• **Quoted passage**:
-----
August 12th 2017
USDA Organic. Gluten Free Certified. Non-GMO Project Verified. Cruelty-free. Vegetarian. Vegan. Paleo. Sugar-free. Fat-free. Allergy free. And, more.
Food today sports all sorts of labels. And, labels don’t stop at food. Dietary supplements, cosmetics, and sometimes even clothes are rocking some of these. But, what do they mean?
Most we’ve been familiar with for a while. But one has recently emerged in our collective conscious. Non-GMO.
What is Non-GMO?
GMO stands for “genetically modified organism.”
This is usually a plant, animal, or microorganism created from the genes altered by scientists. These GMOs are then crossed genetically with plants to produce crops that resist pesticides and herbicides, produce much larger yields, and stay fresh longer. More food=fewer hungry people. Right?
Genetically engineering the DNA of a plant can lead to some risks. Because scientists can’t accurately predict where the genes will go or what they’ll do, this could potentially have negative results—like toxins or allergens in foods. Genetic altering can also lead to less nutritious foods.
-----
Photo-based referring expression lines:
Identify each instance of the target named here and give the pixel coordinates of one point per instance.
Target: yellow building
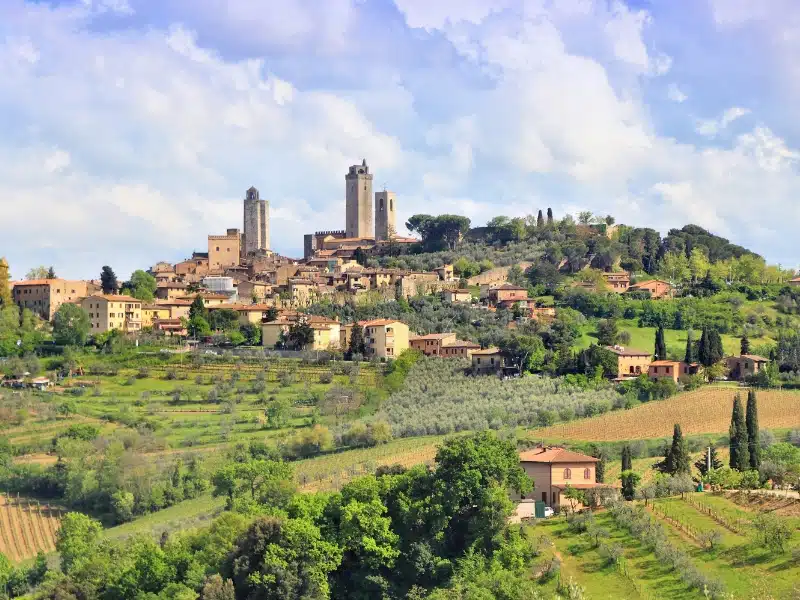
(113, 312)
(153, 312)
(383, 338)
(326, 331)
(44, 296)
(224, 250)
-----
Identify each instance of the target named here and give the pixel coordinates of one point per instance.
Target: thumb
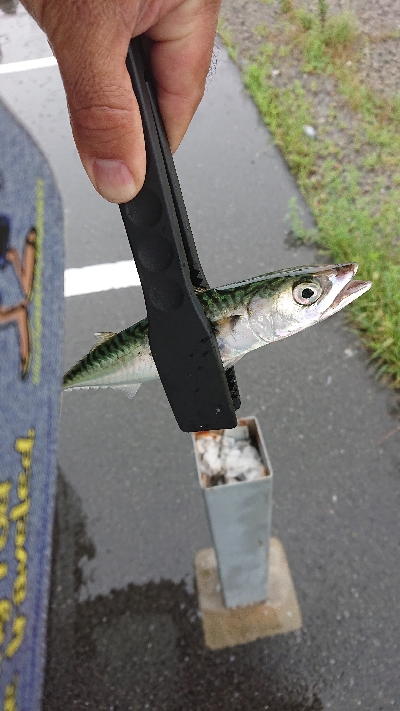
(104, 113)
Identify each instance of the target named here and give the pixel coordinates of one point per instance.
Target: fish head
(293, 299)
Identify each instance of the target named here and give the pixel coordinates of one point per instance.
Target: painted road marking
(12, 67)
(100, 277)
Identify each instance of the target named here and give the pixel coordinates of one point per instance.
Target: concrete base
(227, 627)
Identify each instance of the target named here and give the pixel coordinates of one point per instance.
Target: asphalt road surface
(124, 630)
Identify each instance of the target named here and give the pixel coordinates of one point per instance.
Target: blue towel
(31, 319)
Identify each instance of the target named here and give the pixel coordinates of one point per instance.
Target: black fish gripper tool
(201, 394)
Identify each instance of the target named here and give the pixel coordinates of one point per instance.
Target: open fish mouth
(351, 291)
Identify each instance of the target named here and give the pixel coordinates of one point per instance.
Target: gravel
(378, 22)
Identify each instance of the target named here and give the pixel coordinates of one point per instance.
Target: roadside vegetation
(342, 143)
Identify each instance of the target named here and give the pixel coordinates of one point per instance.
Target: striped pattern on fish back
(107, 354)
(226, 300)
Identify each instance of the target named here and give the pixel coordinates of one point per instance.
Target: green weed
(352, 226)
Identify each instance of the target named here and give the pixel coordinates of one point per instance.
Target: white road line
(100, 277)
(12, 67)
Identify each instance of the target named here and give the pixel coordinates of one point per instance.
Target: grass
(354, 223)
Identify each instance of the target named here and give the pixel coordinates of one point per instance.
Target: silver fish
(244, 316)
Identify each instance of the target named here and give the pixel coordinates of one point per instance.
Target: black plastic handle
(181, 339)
-----
• **Brief A**:
How would you translate this sentence from the passage on the Non-GMO label into Spanish: "Genetic altering can also lead to less nutritious foods."
• **Brief B**:
Does the passage on the Non-GMO label agree with each statement: (i) GMO stands for "genetically modified organism," (ii) scientists can accurately predict where altered genes will go, (iii) labels appear only on food? Answer yes or no for each, quoting the deciding words.

• **Output A**:
La alteración genética también puede dar lugar a alimentos menos nutritivos.

• **Output B**:
(i) Yes: "GMO stands for “genetically modified organism.”"
(ii) No: "Because scientists can’t accurately predict where the genes will go or what they’ll do"
(iii) No: "And, labels don’t stop at food."